### ELENCO DEI COMPITI:
1. Elenca tutti i nomi propri della risposta dell'intervista che inizia con le parole "Credo che sia qualcosa".
2. Ricopia senza modifiche il passo dell'intervista che inizia con le parole "Ecco un estratto" e si ferma dopo "stato tenuto fuori.".

Ecco un estratto dell'intervista rilasciata da Lightfoot a Syfy Wire.

Il Punitore agisce senza il supporto dei Difensori nella serie a lui dedicata. Perché mantenere il personaggio da solo, dopo averlo reso parte della seconda stagione di Daredevil?

Credo che sia qualcosa di cui dobbiate parlare con qualcuno della Marvel, perché quando sono approdato a questa serie, mi è stato subito molto chiaro che volessero raccontare una storia a sé, che non s'intersecasse con ciò che era accaduto in The Defenders. Posso solo fare delle ipotesi in merito a questa decisione, ma credo - da ciò che ho capito - che il concept dei quattro personaggi che poi si sarebbero uniti a formare i Difensori fosse stato pianificato, mentre il Punitore fosse stato tenuto fuori.

Dev'essere stato difficile rendere un personaggio come Frank gradito al pubblico. Ti preoccupava questa cosa? Quest'uomo ha ucciso un sacco di persone.

Sì, è un personaggio molto complesso e sicuramente un antieroe, nel senso più classico del termine. Quindi, il nostro approccio è sempre stato quello di partire dal personaggio, e la cosa splendida è stata avere a disposizione la prima performance di Jon Bernthal nella seconda stagione di Daredevil. Penso che Jon abbia fatto un lavoro straordinario nel far convergere la ferocia di Frank e la sua umanità. E credo che, vedendo la sua scena al cimitero, sia impossibile non restare commossi da lui. Quindi ho preso ciò che questo ragazzo aveva fatto e ne ho fatto il nostro punto di partenza, e penso che tutto dipendesse dal restare fedeli a quel personaggio e raccontarne la storia. Sebbene non voglia che il pubblico sia totalmente d'accordo con le sue scelte, penso che empatizzare con lui li porti a voler seguire il suo viaggio. È la storia di tutti i grandi antieroi. Spesso resti scioccato da ciò che fanno, ma lo capisci e di conseguenza viaggi con loro su una strada impervia, il che è molto interessante. Quello è sempre stato il nostro obiettivo: speravamo di mettere lo spettatore in una posizione in cui fossero disposti ad affrontare un viaggio col protagonista.

Dati estratti da una raccolta:
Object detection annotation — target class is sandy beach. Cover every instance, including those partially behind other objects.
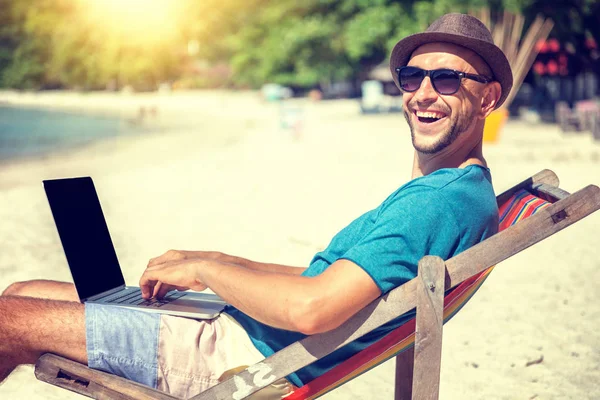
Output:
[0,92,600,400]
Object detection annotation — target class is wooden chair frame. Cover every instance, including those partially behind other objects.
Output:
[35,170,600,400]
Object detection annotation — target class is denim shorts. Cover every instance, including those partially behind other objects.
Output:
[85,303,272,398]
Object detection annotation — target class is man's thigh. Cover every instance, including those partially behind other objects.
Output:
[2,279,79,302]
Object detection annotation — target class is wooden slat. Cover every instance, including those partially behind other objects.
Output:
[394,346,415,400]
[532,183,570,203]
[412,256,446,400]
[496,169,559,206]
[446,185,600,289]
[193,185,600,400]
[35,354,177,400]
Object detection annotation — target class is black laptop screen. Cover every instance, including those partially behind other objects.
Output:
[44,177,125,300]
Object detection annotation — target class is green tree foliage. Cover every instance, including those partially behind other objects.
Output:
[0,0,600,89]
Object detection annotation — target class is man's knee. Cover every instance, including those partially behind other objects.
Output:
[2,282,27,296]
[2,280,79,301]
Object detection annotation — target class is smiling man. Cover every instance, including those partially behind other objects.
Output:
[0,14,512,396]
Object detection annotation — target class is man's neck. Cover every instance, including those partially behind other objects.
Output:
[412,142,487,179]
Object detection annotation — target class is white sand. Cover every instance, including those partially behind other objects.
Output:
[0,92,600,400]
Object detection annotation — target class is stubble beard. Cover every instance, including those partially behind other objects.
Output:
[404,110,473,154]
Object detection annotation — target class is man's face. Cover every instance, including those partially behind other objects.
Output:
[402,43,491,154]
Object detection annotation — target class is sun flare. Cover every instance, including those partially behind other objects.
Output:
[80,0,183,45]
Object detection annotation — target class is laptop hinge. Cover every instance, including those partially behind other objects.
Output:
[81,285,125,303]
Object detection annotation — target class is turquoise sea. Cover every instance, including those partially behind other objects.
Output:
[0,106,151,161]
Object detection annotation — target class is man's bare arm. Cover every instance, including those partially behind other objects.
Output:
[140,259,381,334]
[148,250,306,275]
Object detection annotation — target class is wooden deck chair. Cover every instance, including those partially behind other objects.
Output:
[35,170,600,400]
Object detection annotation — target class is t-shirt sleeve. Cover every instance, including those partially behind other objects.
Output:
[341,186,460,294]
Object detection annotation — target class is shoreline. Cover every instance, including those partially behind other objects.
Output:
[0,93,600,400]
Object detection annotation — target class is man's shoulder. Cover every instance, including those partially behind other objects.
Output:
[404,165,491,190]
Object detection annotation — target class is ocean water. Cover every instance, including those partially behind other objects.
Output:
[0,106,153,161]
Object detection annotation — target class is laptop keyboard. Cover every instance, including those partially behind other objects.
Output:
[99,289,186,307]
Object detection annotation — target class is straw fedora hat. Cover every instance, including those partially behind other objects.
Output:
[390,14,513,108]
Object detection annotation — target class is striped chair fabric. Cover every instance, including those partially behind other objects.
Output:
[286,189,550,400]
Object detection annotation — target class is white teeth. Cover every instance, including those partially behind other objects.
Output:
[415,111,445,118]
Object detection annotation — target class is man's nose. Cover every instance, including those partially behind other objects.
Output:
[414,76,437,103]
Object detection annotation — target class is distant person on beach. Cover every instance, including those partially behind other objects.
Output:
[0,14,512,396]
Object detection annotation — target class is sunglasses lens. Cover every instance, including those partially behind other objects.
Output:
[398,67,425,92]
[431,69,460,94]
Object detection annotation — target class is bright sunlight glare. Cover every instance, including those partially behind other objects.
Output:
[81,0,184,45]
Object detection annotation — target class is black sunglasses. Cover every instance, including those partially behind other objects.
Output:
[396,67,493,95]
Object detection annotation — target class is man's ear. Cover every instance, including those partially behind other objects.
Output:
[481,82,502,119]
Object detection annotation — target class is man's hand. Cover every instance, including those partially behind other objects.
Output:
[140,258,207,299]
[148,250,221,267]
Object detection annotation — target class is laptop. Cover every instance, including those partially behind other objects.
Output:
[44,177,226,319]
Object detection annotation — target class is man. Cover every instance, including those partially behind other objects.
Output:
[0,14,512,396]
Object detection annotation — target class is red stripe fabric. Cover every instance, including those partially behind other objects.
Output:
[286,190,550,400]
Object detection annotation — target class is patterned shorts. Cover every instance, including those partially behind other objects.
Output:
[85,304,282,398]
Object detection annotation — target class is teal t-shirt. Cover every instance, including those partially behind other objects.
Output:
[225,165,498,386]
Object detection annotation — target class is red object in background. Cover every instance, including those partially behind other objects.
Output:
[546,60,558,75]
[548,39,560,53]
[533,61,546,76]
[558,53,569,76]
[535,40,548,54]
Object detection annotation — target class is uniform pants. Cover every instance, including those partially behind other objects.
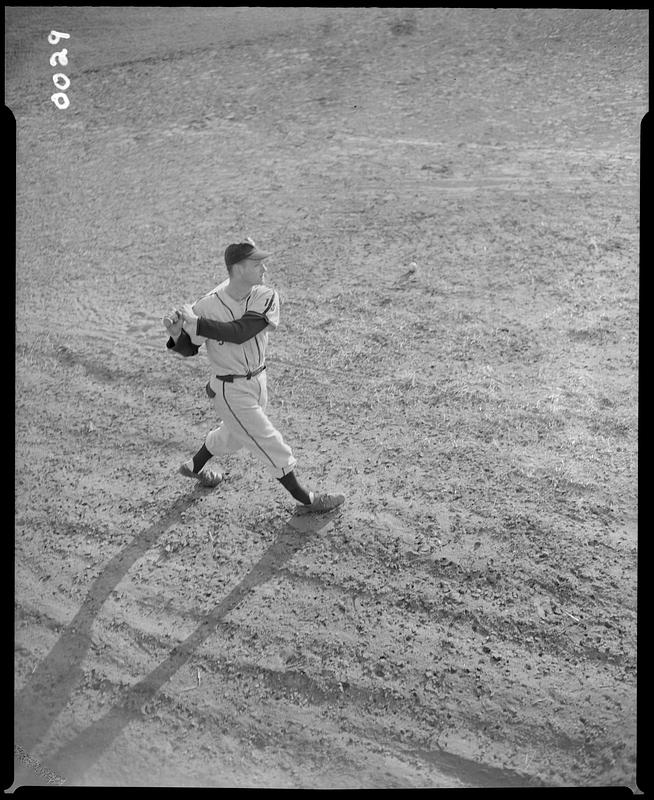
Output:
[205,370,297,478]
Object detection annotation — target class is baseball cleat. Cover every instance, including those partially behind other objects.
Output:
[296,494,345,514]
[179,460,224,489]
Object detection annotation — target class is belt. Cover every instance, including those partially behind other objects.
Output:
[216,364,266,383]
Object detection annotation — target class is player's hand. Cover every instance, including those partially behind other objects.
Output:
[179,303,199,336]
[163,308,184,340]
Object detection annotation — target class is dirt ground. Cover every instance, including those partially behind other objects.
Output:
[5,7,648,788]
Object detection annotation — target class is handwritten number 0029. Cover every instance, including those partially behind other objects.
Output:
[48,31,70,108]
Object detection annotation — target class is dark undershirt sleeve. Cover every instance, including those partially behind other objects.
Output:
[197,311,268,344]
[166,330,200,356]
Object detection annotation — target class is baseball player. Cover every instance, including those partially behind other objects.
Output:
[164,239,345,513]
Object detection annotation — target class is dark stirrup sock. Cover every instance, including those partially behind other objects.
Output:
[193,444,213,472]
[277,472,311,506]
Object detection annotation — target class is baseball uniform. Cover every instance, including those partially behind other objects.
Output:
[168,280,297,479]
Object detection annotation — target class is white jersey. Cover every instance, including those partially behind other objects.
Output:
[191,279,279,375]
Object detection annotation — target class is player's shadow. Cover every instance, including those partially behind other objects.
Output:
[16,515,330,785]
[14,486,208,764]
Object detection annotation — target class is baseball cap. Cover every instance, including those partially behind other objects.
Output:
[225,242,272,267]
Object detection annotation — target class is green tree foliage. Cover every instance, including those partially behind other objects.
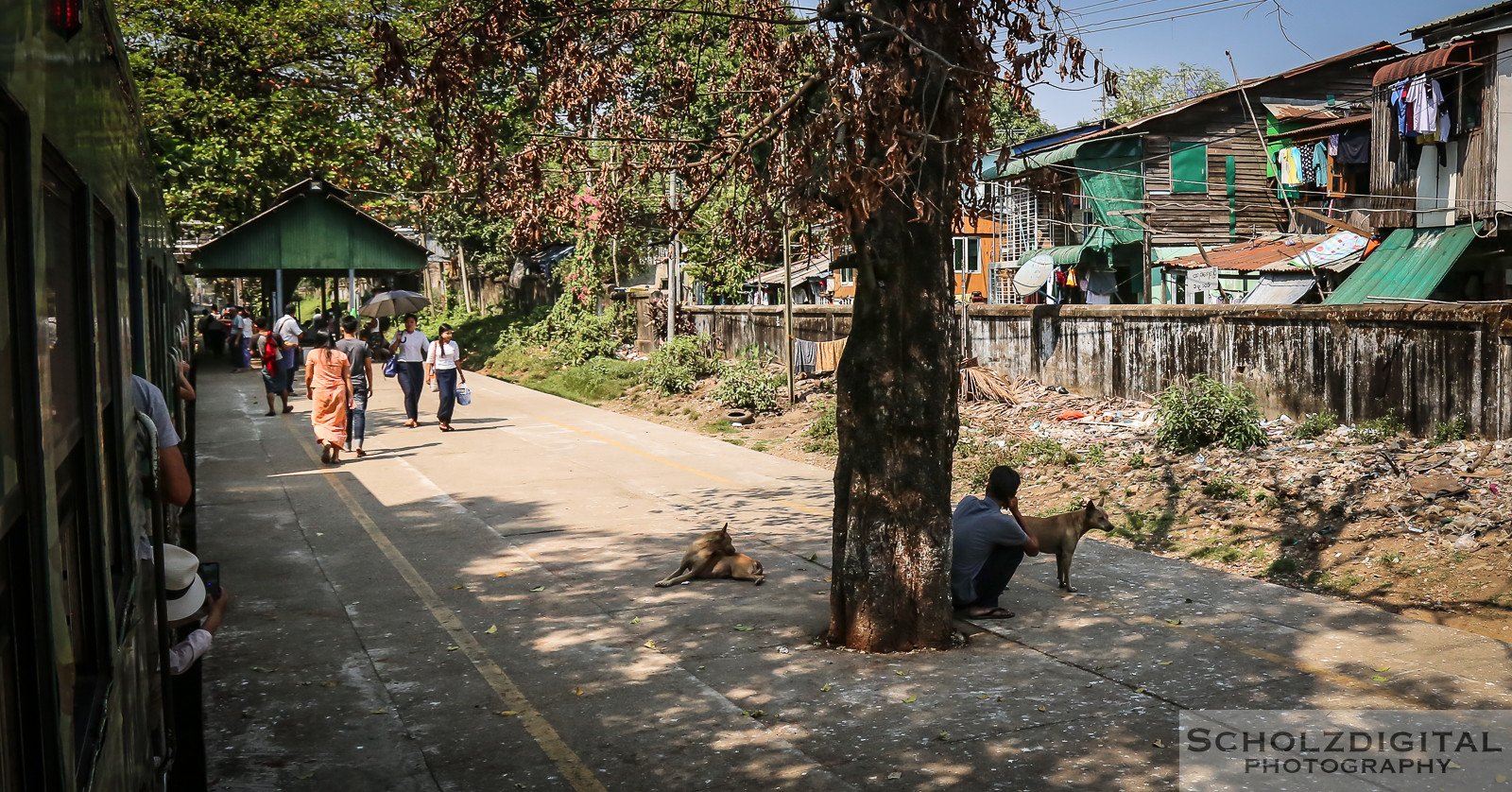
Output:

### RISPOSTE COMPLETE:
1. Marvel, The Defenders, Difensori, Punitore

2.
Ecco un estratto dell'intervista rilasciata da Lightfoot a Syfy Wire.

Il Punitore agisce senza il supporto dei Difensori nella serie a lui dedicata. Perché mantenere il personaggio da solo, dopo averlo reso parte della seconda stagione di Daredevil?

Credo che sia qualcosa di cui dobbiate parlare con qualcuno della Marvel, perché quando sono approdato a questa serie, mi è stato subito molto chiaro che volessero raccontare una storia a sé, che non s'intersecasse con ciò che era accaduto in The Defenders. Posso solo fare delle ipotesi in merito a questa decisione, ma credo - da ciò che ho capito - che il concept dei quattro personaggi che poi si sarebbero uniti a formare i Difensori fosse stato pianificato, mentre il Punitore fosse stato tenuto fuori.